__INSTRUCTIONS FOR THE TASK__:
Among the entries below, one line contains "Task: list a point for each instance of the sparse" and another contains "Task: list a point for each instance of the hazy". Transcribe those two lines and every line between them, exactly.

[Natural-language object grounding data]
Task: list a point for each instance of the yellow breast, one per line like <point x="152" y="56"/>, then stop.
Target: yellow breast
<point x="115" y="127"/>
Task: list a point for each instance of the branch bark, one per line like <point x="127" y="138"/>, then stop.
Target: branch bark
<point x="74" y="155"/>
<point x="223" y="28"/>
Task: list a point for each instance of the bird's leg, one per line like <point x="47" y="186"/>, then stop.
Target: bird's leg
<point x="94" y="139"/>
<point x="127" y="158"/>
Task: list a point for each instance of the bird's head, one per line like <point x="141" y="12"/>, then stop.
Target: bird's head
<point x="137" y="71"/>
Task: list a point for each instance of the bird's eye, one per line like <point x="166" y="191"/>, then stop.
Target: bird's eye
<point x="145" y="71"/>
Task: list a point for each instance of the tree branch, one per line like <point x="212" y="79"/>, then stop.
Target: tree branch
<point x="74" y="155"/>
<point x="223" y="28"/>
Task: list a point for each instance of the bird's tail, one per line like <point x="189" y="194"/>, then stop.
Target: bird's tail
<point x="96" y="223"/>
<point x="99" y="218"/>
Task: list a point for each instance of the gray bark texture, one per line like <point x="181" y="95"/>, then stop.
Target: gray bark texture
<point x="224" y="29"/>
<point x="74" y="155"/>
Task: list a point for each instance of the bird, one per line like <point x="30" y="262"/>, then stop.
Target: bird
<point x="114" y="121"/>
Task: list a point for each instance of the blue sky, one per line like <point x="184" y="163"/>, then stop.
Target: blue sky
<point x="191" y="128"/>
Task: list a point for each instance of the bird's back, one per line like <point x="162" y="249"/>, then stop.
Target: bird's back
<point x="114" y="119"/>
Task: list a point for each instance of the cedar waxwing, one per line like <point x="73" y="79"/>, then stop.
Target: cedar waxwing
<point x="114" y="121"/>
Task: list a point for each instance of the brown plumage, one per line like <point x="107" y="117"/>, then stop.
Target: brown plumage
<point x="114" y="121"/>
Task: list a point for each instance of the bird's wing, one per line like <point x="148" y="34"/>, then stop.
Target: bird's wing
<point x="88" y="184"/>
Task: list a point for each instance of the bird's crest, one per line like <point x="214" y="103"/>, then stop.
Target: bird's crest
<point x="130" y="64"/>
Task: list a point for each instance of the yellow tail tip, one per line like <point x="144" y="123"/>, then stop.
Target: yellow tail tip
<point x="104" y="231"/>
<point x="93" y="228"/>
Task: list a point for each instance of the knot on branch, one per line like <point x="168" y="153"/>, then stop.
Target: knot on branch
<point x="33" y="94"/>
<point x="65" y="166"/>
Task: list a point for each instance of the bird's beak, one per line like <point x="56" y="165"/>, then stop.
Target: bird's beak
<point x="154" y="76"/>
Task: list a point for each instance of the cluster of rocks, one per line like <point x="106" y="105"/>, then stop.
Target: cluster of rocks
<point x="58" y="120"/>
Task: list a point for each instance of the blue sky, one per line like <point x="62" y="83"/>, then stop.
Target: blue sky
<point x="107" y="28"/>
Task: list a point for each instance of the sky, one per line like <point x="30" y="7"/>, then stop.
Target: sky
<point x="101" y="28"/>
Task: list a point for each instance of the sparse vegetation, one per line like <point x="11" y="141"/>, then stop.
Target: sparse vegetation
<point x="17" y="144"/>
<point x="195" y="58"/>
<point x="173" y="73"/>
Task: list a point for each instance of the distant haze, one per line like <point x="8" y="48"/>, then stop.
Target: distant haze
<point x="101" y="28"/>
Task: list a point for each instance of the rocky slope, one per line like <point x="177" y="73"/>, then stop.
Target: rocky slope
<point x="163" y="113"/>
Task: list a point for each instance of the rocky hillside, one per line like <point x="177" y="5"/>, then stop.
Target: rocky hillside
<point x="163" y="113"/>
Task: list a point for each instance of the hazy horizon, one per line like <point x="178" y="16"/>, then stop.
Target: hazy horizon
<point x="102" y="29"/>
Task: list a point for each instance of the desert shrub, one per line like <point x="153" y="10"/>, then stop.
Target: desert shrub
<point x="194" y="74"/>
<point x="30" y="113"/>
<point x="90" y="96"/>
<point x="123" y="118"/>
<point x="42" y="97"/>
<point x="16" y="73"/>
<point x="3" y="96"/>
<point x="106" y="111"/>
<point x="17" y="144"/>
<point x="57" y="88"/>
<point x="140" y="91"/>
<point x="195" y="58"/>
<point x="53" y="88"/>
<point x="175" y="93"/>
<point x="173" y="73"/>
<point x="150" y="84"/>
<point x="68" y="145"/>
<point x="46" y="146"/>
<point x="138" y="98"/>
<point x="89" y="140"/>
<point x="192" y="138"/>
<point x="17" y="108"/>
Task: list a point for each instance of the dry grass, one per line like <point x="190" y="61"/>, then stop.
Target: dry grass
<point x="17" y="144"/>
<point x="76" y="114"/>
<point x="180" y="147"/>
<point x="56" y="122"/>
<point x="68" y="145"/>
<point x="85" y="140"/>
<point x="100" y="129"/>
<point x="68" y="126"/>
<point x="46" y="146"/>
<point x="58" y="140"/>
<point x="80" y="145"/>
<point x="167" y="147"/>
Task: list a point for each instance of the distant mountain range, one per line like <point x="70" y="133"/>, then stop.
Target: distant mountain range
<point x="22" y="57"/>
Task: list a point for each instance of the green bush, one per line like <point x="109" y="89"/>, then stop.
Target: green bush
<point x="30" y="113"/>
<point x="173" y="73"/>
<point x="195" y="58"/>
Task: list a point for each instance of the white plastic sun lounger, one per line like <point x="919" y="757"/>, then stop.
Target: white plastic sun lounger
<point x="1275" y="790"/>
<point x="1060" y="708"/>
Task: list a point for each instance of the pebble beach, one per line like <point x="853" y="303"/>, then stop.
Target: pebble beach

__SOLUTION TO THIS TASK__:
Task: list a point for each instance of the sparse vegetation, one per line like <point x="11" y="141"/>, then stop.
Target: sparse vegetation
<point x="17" y="144"/>
<point x="195" y="58"/>
<point x="173" y="73"/>
Task: list a point for each instance of the distant haze, one per line like <point x="8" y="48"/>, then stop.
Target: distant haze
<point x="101" y="28"/>
Task: list a point for each instance of the rocky slope, one per line like <point x="177" y="73"/>, then stop.
Target: rocky slope
<point x="163" y="113"/>
Task: list a point for each instance of the rocky hillside, one per line like <point x="177" y="5"/>, then stop.
Target: rocky hillside
<point x="163" y="113"/>
Task: list a point for each instance of the hazy horizon, one per line like <point x="178" y="16"/>, then stop.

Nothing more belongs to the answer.